# Supplied entries:
********************

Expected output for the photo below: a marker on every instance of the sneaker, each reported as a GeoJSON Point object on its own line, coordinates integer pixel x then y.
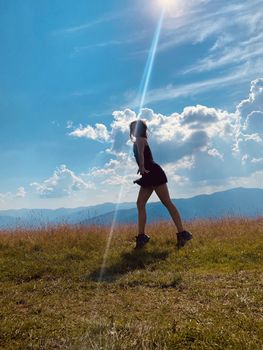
{"type": "Point", "coordinates": [182, 238]}
{"type": "Point", "coordinates": [141, 240]}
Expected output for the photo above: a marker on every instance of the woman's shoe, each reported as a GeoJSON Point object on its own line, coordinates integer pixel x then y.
{"type": "Point", "coordinates": [182, 238]}
{"type": "Point", "coordinates": [141, 240]}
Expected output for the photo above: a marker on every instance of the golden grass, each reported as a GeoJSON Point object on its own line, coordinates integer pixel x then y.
{"type": "Point", "coordinates": [208, 295]}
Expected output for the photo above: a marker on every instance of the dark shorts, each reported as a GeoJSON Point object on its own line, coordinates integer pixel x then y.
{"type": "Point", "coordinates": [155, 177]}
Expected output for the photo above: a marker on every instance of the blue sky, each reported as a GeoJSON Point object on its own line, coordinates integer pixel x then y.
{"type": "Point", "coordinates": [70, 82]}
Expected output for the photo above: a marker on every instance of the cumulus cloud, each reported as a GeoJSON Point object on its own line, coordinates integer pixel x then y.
{"type": "Point", "coordinates": [62, 183]}
{"type": "Point", "coordinates": [99, 132]}
{"type": "Point", "coordinates": [21, 193]}
{"type": "Point", "coordinates": [9, 196]}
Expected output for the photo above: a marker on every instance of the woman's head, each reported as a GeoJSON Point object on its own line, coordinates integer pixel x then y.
{"type": "Point", "coordinates": [138, 128]}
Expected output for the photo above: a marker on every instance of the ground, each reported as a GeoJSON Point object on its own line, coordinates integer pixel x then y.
{"type": "Point", "coordinates": [208, 295]}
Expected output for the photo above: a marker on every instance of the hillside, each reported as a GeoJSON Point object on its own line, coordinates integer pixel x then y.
{"type": "Point", "coordinates": [208, 295]}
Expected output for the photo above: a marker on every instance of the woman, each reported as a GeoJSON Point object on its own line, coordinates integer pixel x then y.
{"type": "Point", "coordinates": [153, 179]}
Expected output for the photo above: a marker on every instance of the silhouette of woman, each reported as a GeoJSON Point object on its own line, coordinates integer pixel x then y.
{"type": "Point", "coordinates": [153, 179]}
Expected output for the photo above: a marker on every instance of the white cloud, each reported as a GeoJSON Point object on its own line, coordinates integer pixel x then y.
{"type": "Point", "coordinates": [99, 132]}
{"type": "Point", "coordinates": [10, 196]}
{"type": "Point", "coordinates": [62, 183]}
{"type": "Point", "coordinates": [201, 145]}
{"type": "Point", "coordinates": [21, 193]}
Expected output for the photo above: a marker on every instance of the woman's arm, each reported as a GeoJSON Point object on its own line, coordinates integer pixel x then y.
{"type": "Point", "coordinates": [141, 144]}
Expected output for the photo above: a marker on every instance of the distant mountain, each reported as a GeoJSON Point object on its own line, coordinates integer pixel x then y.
{"type": "Point", "coordinates": [245, 202]}
{"type": "Point", "coordinates": [32, 218]}
{"type": "Point", "coordinates": [238, 202]}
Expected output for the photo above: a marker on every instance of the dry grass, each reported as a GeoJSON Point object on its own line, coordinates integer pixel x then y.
{"type": "Point", "coordinates": [206, 296]}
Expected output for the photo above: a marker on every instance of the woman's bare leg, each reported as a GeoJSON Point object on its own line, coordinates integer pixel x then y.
{"type": "Point", "coordinates": [143, 196]}
{"type": "Point", "coordinates": [163, 193]}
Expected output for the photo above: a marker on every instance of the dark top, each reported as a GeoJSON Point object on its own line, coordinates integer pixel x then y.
{"type": "Point", "coordinates": [148, 158]}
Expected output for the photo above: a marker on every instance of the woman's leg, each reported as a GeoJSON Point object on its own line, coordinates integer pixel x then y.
{"type": "Point", "coordinates": [163, 193]}
{"type": "Point", "coordinates": [143, 196]}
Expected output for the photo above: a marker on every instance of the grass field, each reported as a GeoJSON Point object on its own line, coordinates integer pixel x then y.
{"type": "Point", "coordinates": [208, 295]}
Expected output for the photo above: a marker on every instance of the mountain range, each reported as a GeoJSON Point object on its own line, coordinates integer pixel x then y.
{"type": "Point", "coordinates": [245, 202]}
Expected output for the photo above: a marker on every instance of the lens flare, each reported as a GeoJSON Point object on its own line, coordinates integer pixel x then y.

********************

# Aim:
Copy the data word for word, starting at the line that contains "of the grass" and ending with the last line of the data.

# Answer in full:
Expected output for the photo above: a marker on every instance of the grass field, each reported as a GeoJSON Point object on its own line, coordinates integer pixel x then y.
{"type": "Point", "coordinates": [208, 295]}
Expected output for the photo above: a marker on every instance of the mountain range, each reported as a GeoJSON Point object on its own line, coordinates integer pixel x then y.
{"type": "Point", "coordinates": [245, 202]}
Expected output for the photo above: a marker on every instance of the lens flare, each reported as a GeoJSON Point object on its own line, coordinates integer pixel x then y.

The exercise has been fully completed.